- **WHAT THE TASK ASKS**
Can you render every line of the listing below as a Markdown table with the columns "Row" and "Line", numbering the rows and skipping blank lines? Omit the pictures from the table.

## BEGIN DATASET

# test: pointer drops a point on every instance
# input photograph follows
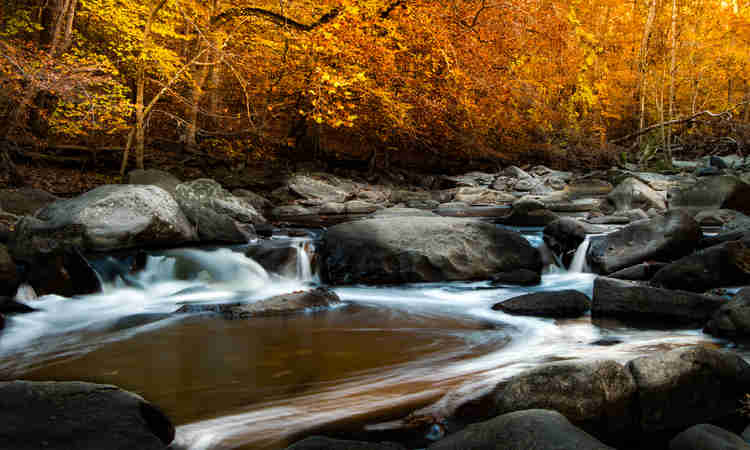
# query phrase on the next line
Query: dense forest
(576, 82)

## END DATASET

- **FULL RESPONSE**
| Row | Line |
|---|---|
| 1 | # test: pointer drops a point on every instance |
| 2 | # input photograph follows |
| 3 | # query phrase on the next line |
| 4 | Query: dense forest |
| 5 | (576, 82) |